Exercise brief: Exact repetition of the data below is required.

Records to use:
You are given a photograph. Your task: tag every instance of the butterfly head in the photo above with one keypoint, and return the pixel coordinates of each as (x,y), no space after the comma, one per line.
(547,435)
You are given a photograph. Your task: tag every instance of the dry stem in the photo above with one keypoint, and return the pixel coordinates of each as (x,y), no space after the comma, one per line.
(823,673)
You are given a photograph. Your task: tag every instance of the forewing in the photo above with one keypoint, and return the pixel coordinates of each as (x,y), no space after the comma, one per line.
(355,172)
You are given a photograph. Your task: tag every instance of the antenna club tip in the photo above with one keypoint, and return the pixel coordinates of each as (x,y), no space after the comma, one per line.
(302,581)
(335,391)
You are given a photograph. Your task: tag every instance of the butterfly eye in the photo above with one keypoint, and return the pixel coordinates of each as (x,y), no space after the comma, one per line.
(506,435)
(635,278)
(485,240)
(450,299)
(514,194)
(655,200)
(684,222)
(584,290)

Task solution:
You are given a photograph. Your task: tag every instance of the butterfly head in the photo above with one keypoint, and return the pixel coordinates of each as (x,y), no space after the comma, one per line.
(547,435)
You are given a photograph. Your task: tag every instance of the dry stem in the photo above with one keypoint, and return the pixel coordinates of each as (x,y), no space after the comma, one per line.
(823,673)
You are given a photograph. Your task: tag every instance of the forewing in the photo above with one keypoint, and return the pixel coordinates of each as (x,y), no space after the comma, one per line.
(355,172)
You are given a photograph. Your task: tag every instance of the antenna club tip in the photo above with one keypoint, and return the pixel coordinates of each as (x,y), no space after the comma, one per line.
(302,581)
(335,391)
You are given a photograph. Your task: tag every instance of the butterfly eye in the photo above with one keypoint, and return the pixel coordinates of each as (x,y), no space after the comma, one per line.
(506,435)
(635,278)
(485,240)
(450,299)
(514,194)
(655,200)
(684,222)
(584,290)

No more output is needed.